[Named region outline records]
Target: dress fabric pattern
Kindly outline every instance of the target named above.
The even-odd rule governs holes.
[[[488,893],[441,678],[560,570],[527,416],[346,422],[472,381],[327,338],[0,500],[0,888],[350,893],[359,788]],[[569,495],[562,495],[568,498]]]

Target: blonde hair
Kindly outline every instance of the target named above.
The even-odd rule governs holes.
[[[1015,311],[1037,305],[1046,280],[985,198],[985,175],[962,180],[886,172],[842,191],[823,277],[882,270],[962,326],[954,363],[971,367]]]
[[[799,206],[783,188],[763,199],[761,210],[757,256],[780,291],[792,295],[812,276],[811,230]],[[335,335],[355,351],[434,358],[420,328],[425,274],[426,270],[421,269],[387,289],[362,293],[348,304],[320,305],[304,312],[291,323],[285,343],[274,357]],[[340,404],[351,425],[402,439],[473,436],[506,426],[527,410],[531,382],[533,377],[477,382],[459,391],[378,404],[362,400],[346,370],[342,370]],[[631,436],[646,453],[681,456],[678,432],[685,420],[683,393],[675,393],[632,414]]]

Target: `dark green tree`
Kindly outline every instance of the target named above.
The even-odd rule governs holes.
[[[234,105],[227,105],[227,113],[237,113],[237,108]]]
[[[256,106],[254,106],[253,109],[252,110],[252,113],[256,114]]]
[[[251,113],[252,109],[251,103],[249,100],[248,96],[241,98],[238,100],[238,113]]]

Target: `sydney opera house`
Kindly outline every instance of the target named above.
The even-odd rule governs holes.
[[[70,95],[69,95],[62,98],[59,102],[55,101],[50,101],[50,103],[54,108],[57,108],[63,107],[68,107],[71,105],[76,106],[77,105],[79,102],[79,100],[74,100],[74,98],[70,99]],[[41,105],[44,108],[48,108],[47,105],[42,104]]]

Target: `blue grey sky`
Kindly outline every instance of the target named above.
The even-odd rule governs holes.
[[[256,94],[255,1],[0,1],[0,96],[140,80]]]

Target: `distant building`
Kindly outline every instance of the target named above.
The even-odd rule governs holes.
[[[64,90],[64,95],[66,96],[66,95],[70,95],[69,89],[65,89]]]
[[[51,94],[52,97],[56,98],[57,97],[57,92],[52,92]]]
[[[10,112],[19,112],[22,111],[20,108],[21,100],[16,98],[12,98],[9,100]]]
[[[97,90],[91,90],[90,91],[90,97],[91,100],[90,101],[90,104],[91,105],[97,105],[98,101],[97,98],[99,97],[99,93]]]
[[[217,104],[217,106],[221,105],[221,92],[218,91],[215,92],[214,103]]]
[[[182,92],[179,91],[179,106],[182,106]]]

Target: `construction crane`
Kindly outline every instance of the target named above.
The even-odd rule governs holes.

What you are asked to do: Reproduce all of the records above word for word, leaving every line unchanged.

Response:
Target: dress fabric pattern
Kindly outline every instance of the target named above.
The even-odd rule governs holes.
[[[488,893],[441,678],[560,570],[527,416],[346,422],[472,381],[327,338],[0,500],[0,888],[350,893],[359,788]],[[569,495],[562,495],[568,498]]]

Target: blonde hair
Kindly outline every instance of the target named above.
The even-odd rule governs holes.
[[[1015,311],[1037,305],[1046,280],[985,198],[985,175],[962,180],[886,172],[842,191],[823,277],[882,270],[962,326],[954,363],[971,367]]]
[[[799,206],[783,188],[763,199],[761,210],[757,256],[780,291],[792,295],[812,276],[811,230]],[[335,335],[355,351],[434,358],[420,328],[425,274],[426,270],[421,269],[387,289],[362,293],[348,304],[320,305],[304,312],[291,323],[285,343],[274,357]],[[340,404],[351,425],[402,439],[473,436],[506,426],[527,410],[531,382],[533,377],[477,382],[459,391],[378,404],[362,400],[346,370],[342,370]],[[631,436],[646,453],[681,456],[678,432],[685,420],[683,393],[675,393],[632,414]]]

Target: `dark green tree`
Kindly outline every instance of the target named above.
The even-odd rule governs holes.
[[[234,105],[227,105],[227,113],[237,113],[237,108]]]
[[[256,106],[254,106],[253,109],[252,110],[252,113],[256,114]]]
[[[251,113],[252,109],[251,103],[249,100],[248,96],[241,98],[238,100],[238,113]]]

Target: `sydney opera house`
Kindly outline every instance of the target named above.
The even-odd rule governs holes.
[[[70,95],[69,95],[62,98],[59,102],[55,101],[50,101],[50,103],[54,108],[57,108],[63,107],[68,107],[71,105],[76,106],[77,105],[79,102],[79,100],[74,100],[74,98],[70,99]],[[41,105],[44,108],[48,108],[47,105],[42,104]]]

Target: `blue grey sky`
Kindly outline every instance of the target named above.
The even-odd rule governs holes.
[[[256,94],[255,1],[0,1],[0,96],[140,80]]]

Target: `distant building`
Kindly outline every instance of the target named above.
The even-odd rule governs holes.
[[[64,90],[64,95],[66,96],[66,95],[70,95],[69,89],[65,89]]]
[[[51,94],[52,97],[56,98],[57,97],[57,92],[52,92]]]
[[[10,112],[19,112],[22,111],[20,108],[21,100],[16,98],[12,98],[9,100]]]
[[[97,90],[91,90],[90,91],[90,97],[91,100],[90,101],[90,104],[91,105],[97,105],[98,101],[97,98],[99,97],[99,93]]]
[[[217,104],[217,106],[221,105],[221,92],[218,91],[215,92],[214,103]]]
[[[182,92],[179,91],[179,106],[182,106]]]

Target: `construction crane`
Kindly outline every instance of the target named above.
The even-odd rule governs holes.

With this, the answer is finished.